##### Source passage
Panic Fest: Hokum is Irish filmmaker Damian McCarthy’s latest ‘must watch’ nightmare
Panic Fest 2026 just wrapped up at Screenland Armour in KC. The yearly homegrown genre festival is a delightful cavalcade of feature films hitting theaters soon, and some with releases further down the road. Read all of our coverage of these debuts.
One of the joys of film criticism (and loving movies in general) is observing how an artist develops over time. It’s thrilling when a filmmaker arrives already displaying a strong voice and command of every element from scripting to pacing to visual panache—your Zach Creggers and Jordan Peeles. But it’s just as rewarding to watch someone grow from project to project. When an artist starts strong, there’s intense pressure to keep delivering bangers. When they start small and work up, their work becomes a journey that invites more people to champion it with each successive entry.
This is what’s made Irish horror filmmaker Damian McCarthy’s career so fun to watch over the last several years. His first feature, Caveat, announced a promising talent that had first developed over a series of short films. Oddity, McCarthy’s 2024 follow-up, was a masterful exploration of tone and tension—easily among the most genuinely frightening viewing experiences of the decade thus far.
Hokum is McCarthy’s biggest movie yet, with a major star (Adam Scott) and distributor (Neon) providing the widest theatrical release of his career. This time out, McCarthy’s interest is in developing character. He gives us personalities with strong layers and interiority, while maintaining the pitch-black humor and cursed curiosity shop aesthetics that have defined his movies to this point. There’s still room for growth, but the writer-director’s latest proves his journey remains on an upward trajectory.
Scott plays Ohm Bauman, an author struggling to find a fitting conclusion to his bestselling novel trilogy. Seeking inspiration and closure, Ohm books a stay at a hotel in rural Ireland to spread his parents’ ashes—the same place where his folks once spent a treasured weekend. Arriving already depressed and grumpy, and haunted by the childhood trauma that killed his mother, Ohm is determined to have a Bad Time.
In addition to Ohm’s personal ghosts, the hotel is actually haunted by an ancient witch who transfixes her victims before dragging them to the underworld. When friendly hotel staff member Fiona (Florence Ordesh) disappears, Ohm joins Fiona’s friend Jerry (David Wilmot)—a hermit who lives in the woods off homemade moonshine and magic mushrooms—to break into the hotel’s closed-off honeymoon suite and investigate.
##########
##### Data to examine
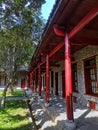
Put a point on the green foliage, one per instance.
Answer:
(16, 93)
(20, 29)
(15, 116)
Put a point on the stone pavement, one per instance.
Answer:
(53, 117)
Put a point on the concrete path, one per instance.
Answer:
(54, 116)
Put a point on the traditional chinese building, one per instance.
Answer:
(20, 81)
(66, 60)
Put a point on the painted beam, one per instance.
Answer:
(59, 46)
(68, 79)
(84, 41)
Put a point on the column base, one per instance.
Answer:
(47, 104)
(70, 125)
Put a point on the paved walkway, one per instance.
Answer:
(54, 116)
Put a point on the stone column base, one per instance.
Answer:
(47, 104)
(70, 125)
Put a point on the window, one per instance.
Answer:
(74, 77)
(90, 76)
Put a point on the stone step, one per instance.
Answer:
(45, 117)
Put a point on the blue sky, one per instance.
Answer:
(46, 8)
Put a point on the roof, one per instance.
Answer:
(67, 14)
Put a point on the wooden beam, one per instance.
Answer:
(84, 41)
(59, 46)
(91, 15)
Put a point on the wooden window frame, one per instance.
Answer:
(74, 79)
(91, 85)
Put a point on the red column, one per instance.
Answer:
(39, 80)
(68, 79)
(35, 82)
(56, 83)
(47, 79)
(31, 83)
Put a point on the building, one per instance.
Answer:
(66, 60)
(21, 79)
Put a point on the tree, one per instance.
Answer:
(20, 31)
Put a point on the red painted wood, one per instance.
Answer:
(47, 80)
(68, 79)
(63, 84)
(58, 47)
(91, 15)
(56, 83)
(84, 41)
(92, 105)
(23, 83)
(39, 79)
(31, 80)
(58, 31)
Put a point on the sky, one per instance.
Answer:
(46, 8)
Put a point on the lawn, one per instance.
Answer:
(17, 93)
(15, 116)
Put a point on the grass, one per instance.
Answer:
(15, 116)
(17, 93)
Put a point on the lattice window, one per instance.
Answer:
(91, 76)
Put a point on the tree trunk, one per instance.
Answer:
(4, 97)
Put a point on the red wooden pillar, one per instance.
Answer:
(35, 82)
(68, 79)
(31, 83)
(47, 80)
(56, 83)
(39, 80)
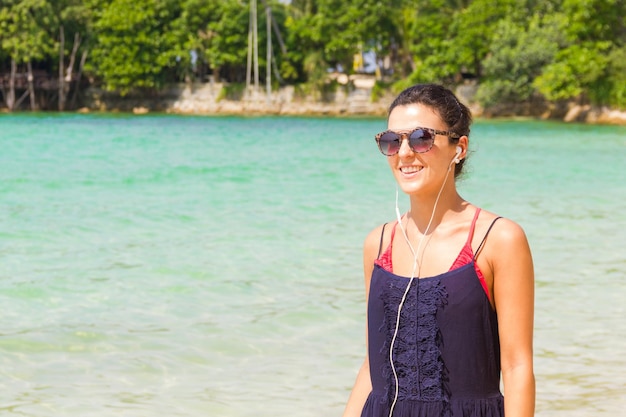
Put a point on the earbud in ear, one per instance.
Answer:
(458, 153)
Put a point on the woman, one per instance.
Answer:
(449, 286)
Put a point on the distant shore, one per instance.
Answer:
(353, 100)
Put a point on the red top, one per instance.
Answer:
(465, 256)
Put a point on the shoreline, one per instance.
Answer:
(352, 98)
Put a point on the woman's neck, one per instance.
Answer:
(429, 210)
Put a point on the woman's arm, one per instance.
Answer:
(363, 384)
(513, 287)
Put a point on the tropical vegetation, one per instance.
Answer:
(513, 50)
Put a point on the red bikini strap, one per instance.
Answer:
(472, 227)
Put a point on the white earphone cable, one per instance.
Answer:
(416, 268)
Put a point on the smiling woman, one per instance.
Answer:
(450, 302)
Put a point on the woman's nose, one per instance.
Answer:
(405, 149)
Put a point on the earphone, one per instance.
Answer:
(414, 274)
(458, 153)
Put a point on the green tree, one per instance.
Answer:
(518, 54)
(591, 65)
(135, 46)
(24, 37)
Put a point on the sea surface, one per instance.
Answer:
(164, 265)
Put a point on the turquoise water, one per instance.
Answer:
(211, 266)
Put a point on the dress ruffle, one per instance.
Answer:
(376, 406)
(417, 323)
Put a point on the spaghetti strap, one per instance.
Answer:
(380, 245)
(470, 235)
(482, 242)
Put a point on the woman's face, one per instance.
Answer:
(418, 173)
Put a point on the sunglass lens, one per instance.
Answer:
(421, 140)
(389, 143)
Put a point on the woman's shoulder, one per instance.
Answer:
(377, 237)
(503, 232)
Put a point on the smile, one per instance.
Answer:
(410, 169)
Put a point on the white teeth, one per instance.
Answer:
(410, 170)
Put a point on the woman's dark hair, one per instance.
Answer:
(454, 114)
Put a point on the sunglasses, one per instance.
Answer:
(421, 139)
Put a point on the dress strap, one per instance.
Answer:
(380, 245)
(470, 235)
(482, 242)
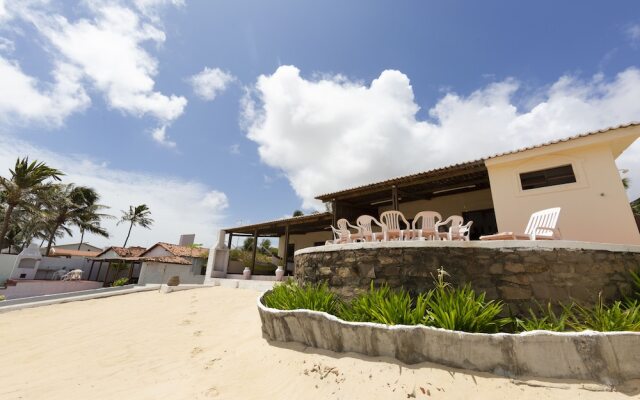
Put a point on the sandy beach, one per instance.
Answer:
(206, 343)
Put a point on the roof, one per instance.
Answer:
(460, 168)
(168, 260)
(180, 251)
(278, 226)
(124, 252)
(57, 252)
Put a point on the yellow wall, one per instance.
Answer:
(446, 205)
(595, 208)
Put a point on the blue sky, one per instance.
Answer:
(299, 87)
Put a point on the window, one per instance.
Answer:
(547, 177)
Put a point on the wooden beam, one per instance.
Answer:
(394, 198)
(255, 250)
(286, 248)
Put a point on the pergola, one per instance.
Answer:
(281, 227)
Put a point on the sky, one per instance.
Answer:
(220, 113)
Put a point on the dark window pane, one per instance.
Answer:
(547, 177)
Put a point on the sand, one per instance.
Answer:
(206, 343)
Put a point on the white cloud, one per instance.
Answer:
(330, 133)
(22, 97)
(210, 82)
(159, 134)
(107, 53)
(633, 32)
(177, 206)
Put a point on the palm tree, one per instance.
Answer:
(138, 215)
(67, 206)
(27, 179)
(88, 218)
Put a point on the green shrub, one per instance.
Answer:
(291, 296)
(461, 309)
(616, 317)
(120, 282)
(385, 306)
(544, 319)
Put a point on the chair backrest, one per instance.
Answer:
(544, 218)
(391, 220)
(427, 220)
(364, 223)
(343, 224)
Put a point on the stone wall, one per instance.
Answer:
(517, 272)
(606, 357)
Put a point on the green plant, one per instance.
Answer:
(385, 306)
(544, 319)
(291, 296)
(616, 317)
(461, 309)
(120, 282)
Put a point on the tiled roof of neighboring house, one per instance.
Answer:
(470, 164)
(125, 252)
(168, 260)
(180, 251)
(55, 252)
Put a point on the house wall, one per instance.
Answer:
(595, 208)
(153, 272)
(454, 204)
(303, 241)
(158, 251)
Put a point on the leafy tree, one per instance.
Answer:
(71, 205)
(247, 244)
(28, 179)
(138, 215)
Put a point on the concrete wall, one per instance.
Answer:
(609, 358)
(595, 208)
(520, 273)
(30, 288)
(446, 205)
(153, 272)
(304, 241)
(7, 262)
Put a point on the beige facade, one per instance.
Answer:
(595, 208)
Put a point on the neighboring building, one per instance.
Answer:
(164, 260)
(499, 193)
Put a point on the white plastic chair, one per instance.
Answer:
(428, 220)
(458, 230)
(391, 228)
(365, 228)
(341, 234)
(543, 225)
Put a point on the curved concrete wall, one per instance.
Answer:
(519, 272)
(609, 358)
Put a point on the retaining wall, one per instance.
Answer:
(520, 273)
(609, 358)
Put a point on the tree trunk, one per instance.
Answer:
(127, 239)
(52, 236)
(5, 225)
(81, 238)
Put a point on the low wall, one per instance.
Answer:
(609, 358)
(30, 288)
(520, 273)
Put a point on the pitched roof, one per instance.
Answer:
(57, 252)
(133, 251)
(467, 165)
(180, 251)
(168, 260)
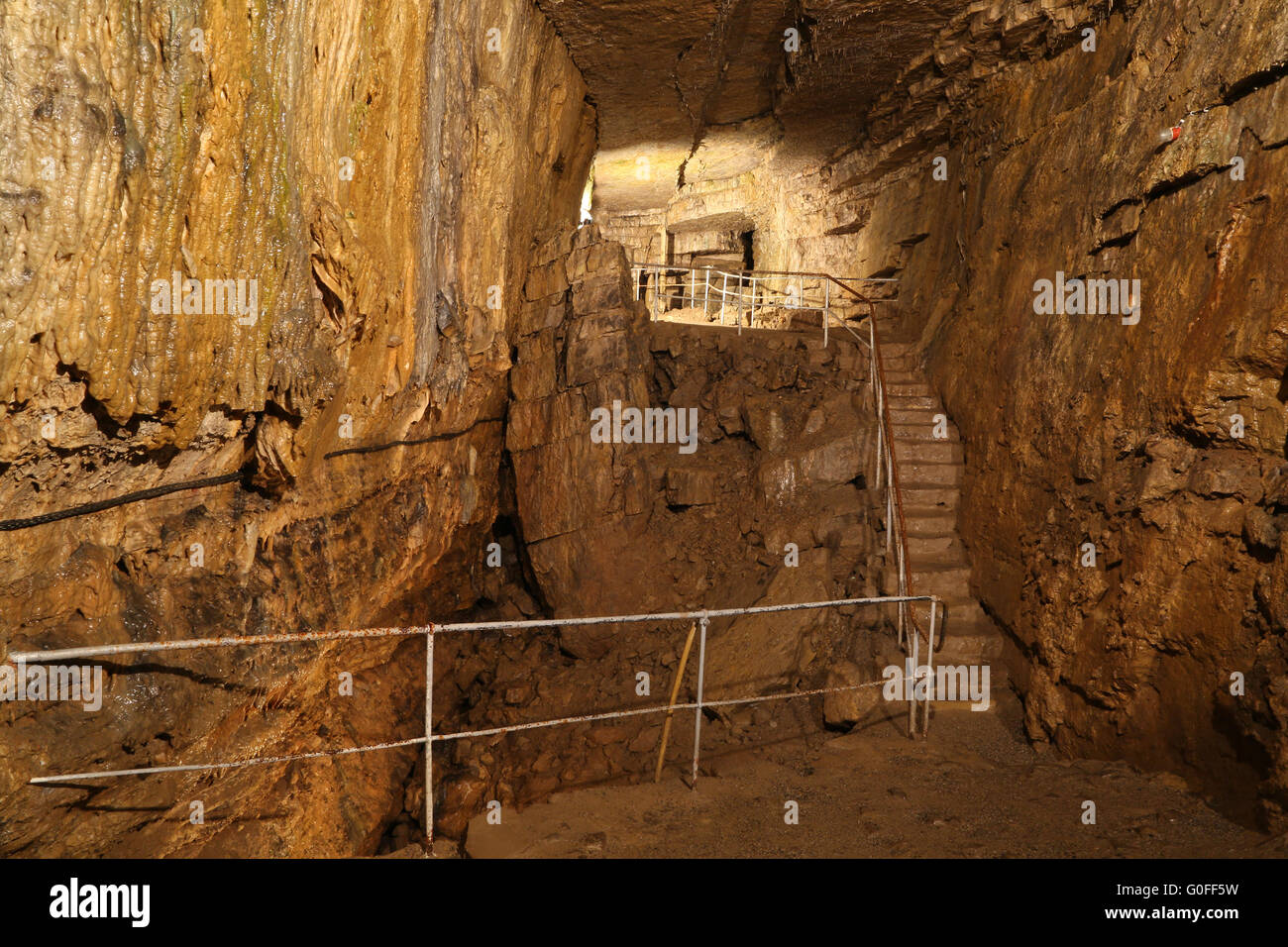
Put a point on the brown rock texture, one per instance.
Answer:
(1083, 429)
(381, 170)
(610, 528)
(1076, 428)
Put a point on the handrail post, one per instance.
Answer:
(912, 694)
(697, 714)
(827, 304)
(429, 740)
(930, 664)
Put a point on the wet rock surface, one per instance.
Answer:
(322, 153)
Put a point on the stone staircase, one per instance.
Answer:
(930, 475)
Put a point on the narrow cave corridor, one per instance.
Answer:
(636, 428)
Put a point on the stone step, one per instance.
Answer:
(896, 350)
(900, 364)
(951, 579)
(914, 474)
(907, 388)
(913, 415)
(938, 547)
(971, 647)
(932, 521)
(934, 499)
(927, 453)
(915, 429)
(961, 615)
(912, 401)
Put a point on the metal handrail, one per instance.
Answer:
(888, 467)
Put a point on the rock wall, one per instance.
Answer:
(1081, 428)
(381, 172)
(785, 434)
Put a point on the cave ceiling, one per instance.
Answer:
(673, 76)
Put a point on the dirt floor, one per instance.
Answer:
(973, 789)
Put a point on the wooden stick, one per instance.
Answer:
(675, 692)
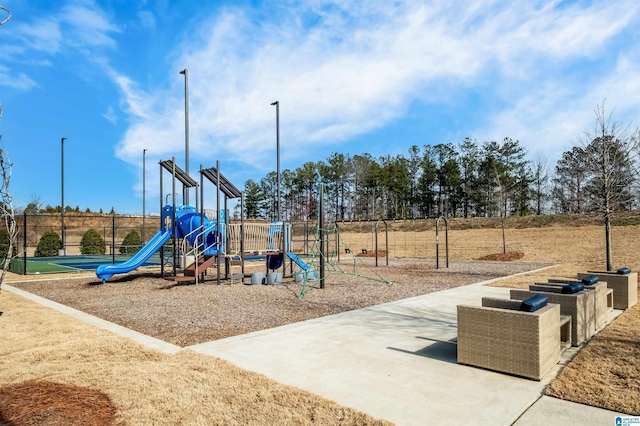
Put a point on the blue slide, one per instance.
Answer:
(105, 272)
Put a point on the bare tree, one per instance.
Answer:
(6, 210)
(610, 157)
(540, 183)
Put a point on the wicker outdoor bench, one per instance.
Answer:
(498, 336)
(625, 286)
(580, 306)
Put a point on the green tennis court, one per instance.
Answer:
(50, 265)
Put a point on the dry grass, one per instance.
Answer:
(36, 403)
(606, 373)
(187, 388)
(145, 385)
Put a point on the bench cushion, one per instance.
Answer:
(589, 280)
(572, 288)
(534, 303)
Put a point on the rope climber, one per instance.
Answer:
(8, 17)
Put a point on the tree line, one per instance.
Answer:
(462, 180)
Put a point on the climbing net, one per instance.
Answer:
(327, 252)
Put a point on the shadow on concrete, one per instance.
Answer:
(441, 350)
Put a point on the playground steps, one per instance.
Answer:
(203, 262)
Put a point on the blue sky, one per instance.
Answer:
(351, 77)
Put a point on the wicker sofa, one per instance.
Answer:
(498, 336)
(580, 306)
(625, 286)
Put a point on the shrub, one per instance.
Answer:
(92, 243)
(48, 245)
(131, 243)
(4, 244)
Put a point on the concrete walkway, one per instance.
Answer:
(395, 361)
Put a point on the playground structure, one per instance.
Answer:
(376, 246)
(187, 237)
(198, 242)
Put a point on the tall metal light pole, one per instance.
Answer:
(185, 72)
(64, 246)
(144, 191)
(277, 104)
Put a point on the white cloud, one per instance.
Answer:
(76, 27)
(18, 81)
(341, 69)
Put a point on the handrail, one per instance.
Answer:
(199, 245)
(386, 233)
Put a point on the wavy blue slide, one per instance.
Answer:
(105, 272)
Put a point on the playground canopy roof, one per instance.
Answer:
(225, 186)
(186, 180)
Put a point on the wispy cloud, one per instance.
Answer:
(341, 69)
(19, 81)
(75, 27)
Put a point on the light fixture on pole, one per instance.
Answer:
(63, 251)
(277, 104)
(185, 72)
(144, 192)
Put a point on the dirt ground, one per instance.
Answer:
(189, 314)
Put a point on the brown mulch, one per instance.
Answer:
(190, 314)
(54, 404)
(372, 253)
(504, 257)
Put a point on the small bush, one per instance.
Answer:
(48, 245)
(131, 243)
(92, 243)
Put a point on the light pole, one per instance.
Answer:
(277, 104)
(185, 72)
(144, 191)
(64, 247)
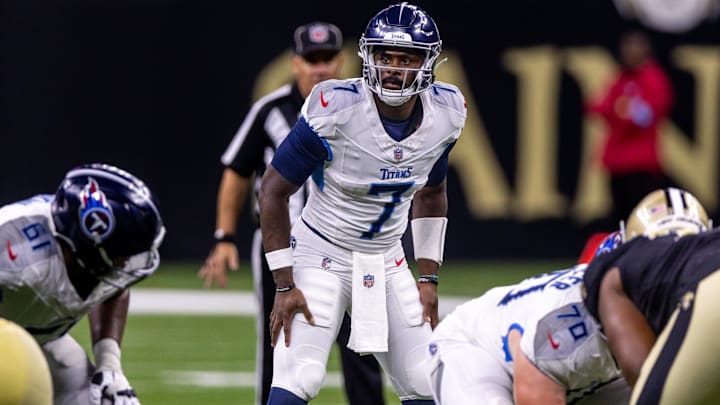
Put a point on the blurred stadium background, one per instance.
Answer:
(160, 86)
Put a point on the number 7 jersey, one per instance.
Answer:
(361, 196)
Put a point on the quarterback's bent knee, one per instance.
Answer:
(310, 376)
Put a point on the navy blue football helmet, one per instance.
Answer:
(609, 243)
(106, 215)
(401, 25)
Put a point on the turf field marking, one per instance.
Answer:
(200, 302)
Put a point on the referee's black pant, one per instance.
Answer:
(363, 380)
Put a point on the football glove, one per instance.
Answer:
(111, 387)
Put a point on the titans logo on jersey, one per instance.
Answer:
(362, 191)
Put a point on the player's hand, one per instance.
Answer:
(284, 308)
(223, 255)
(111, 387)
(429, 300)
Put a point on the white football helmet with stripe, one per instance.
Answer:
(665, 211)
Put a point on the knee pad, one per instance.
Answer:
(300, 368)
(310, 376)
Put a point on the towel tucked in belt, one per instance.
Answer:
(368, 325)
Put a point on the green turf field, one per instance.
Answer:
(190, 360)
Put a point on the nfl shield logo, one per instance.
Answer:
(368, 280)
(397, 153)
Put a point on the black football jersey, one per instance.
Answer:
(656, 273)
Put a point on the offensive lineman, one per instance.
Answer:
(76, 253)
(528, 343)
(656, 298)
(373, 145)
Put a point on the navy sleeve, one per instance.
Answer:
(439, 170)
(300, 153)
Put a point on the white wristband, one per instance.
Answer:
(107, 355)
(429, 238)
(278, 259)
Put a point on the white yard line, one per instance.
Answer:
(201, 302)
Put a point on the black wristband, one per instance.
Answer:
(221, 236)
(285, 289)
(428, 278)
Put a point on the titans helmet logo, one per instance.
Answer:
(96, 217)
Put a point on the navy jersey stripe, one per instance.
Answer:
(300, 153)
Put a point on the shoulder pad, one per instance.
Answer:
(450, 96)
(332, 96)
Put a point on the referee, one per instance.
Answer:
(317, 57)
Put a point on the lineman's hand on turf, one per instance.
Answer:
(223, 255)
(111, 387)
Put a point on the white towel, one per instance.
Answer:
(368, 325)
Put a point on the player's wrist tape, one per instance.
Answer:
(221, 236)
(428, 278)
(278, 259)
(429, 238)
(107, 354)
(285, 289)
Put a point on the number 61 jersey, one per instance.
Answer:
(35, 290)
(361, 195)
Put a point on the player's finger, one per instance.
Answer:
(287, 325)
(308, 315)
(274, 330)
(234, 261)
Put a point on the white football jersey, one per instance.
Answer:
(35, 290)
(361, 198)
(558, 334)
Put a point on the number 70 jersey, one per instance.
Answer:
(360, 197)
(558, 334)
##########
* **Work instruction 1**
Using the review of Hokum, state whether each of the following statements agrees with it, answering yes or no and quoting the words that decide it: (a) Caveat was Damian McCarthy's first feature; (b) Hokum is being distributed by A24; (c) Jerry lives at the hotel.
* **Work instruction 2**
Name every actor mentioned in the review of Hokum.
* **Work instruction 3**
Carry on the review of Hokum from the point where it stops.
These records are separate material and have no connection to the review of Hokum.

* **Expected output 1**
(a) Yes: "His first feature, Caveat, announced a promising talent."
(b) No: "a major star (Adam Scott) and distributor (Neon) providing the widest theatrical release of his career."
(c) No: "a hermit who lives in the woods off homemade moonshine and magic mushrooms."

* **Expected output 2**
Adam Scott, Florence Ordesh, David Wilmot

* **Expected output 3**
The resulting rip-roaring supernatural adventure combines elements of McCarthy’s previous work with that of Stephen King and vibe-y contemporary horror like Tilman Singer’s Cuckoo.
Between Ohm’s intense backstory, the one he uncovers at the hotel and the witch haunting the place, there’s too much plot happening. The most immediate thread—what happened to Fiona—gets buried, while Ohm’s personal trauma—thematically rich but less necessary to the actual story—becomes increasingly distracting. If anything, that imbalance more than the film’s setting or lead character may be its biggest genetic link to King.
Fortunately, while some elements are underdeveloped (or maybe more accurately overdeveloped), Hokum as a whole is extremely fun, thanks to a strong dynamic between the characters (something McCarthy’s chillier past films didn’t do as much with) and the cheeky streak of humor influencing not just the dialogue but the production design.
McCarthy’s always had a love for visual detail, and here it pays off like a slot machine. The stagnant tub in the bathroom looks like it could be hiding a body, but becomes the subject of a Sam Raimiesque gag later. A creepy mantlepiece clock features a hammer-wielding cherub giving side-eye that’s discomforting until that little shit becomes its own punchline at a crucial moment.
While Hokum may not be McCarthy’s strongest entry to date (that honor belongs to Oddity), it’s still a spooky good time that sees the filmmaker playing in the sandbox to effective results. One film at a time, McCarthy is honing his skills and gaining practice with new elements of filmmaking and storytelling. We should all be very excited—and very scared—for what happens when he finally masters all of them in a single movie.